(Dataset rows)
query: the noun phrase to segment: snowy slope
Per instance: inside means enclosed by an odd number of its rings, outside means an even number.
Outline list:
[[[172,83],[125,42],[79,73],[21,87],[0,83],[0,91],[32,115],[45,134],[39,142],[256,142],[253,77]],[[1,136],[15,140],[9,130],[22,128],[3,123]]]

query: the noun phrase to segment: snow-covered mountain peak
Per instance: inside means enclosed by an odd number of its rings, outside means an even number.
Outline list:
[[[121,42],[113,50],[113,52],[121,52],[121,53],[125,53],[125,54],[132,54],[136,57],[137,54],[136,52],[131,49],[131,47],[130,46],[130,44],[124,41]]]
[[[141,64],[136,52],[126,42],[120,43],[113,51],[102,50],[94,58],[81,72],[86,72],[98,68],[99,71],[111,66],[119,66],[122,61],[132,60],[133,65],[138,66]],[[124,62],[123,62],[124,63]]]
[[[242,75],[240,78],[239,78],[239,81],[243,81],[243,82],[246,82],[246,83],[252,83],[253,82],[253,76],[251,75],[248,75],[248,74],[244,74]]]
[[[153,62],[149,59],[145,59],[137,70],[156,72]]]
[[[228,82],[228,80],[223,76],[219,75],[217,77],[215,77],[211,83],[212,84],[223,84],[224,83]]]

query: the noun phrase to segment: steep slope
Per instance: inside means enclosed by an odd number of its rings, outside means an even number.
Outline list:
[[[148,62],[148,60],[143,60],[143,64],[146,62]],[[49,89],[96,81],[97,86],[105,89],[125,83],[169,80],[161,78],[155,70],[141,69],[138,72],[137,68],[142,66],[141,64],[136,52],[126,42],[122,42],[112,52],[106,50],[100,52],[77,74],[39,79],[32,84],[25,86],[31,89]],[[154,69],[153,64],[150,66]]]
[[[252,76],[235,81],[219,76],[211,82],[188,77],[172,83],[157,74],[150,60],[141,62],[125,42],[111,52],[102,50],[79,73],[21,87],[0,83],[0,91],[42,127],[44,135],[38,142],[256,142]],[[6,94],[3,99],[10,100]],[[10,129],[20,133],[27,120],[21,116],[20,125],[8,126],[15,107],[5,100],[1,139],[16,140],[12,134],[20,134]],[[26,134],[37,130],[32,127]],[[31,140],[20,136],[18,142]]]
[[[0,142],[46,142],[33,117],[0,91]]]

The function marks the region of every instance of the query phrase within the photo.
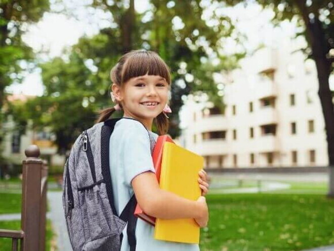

- **Written task**
Copy out the records from the line with "query: the noun phrase to segment: steep" through the end of the records, including that first line. Leave the pictures out of your answer.

- **Solution for this exercise**
query: the noun phrase to segment: steep slope
Per instance: inside means enclosed by an odd number of its rings, outside means an even number.
Outline list:
[[[148,62],[148,60],[143,60],[143,64],[146,62]],[[49,89],[96,81],[97,86],[105,89],[125,83],[169,80],[161,78],[155,70],[141,69],[138,72],[137,68],[142,66],[141,64],[136,52],[126,42],[122,42],[112,52],[106,50],[100,52],[77,74],[39,79],[32,84],[25,86],[31,89]],[[154,69],[153,64],[150,66]]]
[[[252,76],[235,81],[219,76],[211,82],[188,77],[172,83],[157,74],[150,60],[141,62],[125,42],[111,52],[102,50],[79,73],[21,87],[0,83],[0,91],[42,127],[44,135],[38,142],[256,142]],[[6,94],[3,99],[10,100]],[[10,129],[20,133],[27,120],[21,116],[20,125],[8,126],[15,107],[5,100],[1,139],[16,140],[12,134],[20,134]],[[26,134],[37,130],[32,127]],[[31,140],[20,136],[18,142]]]
[[[0,142],[46,142],[33,117],[0,91]]]

The function marks the region of every instance of the query phrase within the photo.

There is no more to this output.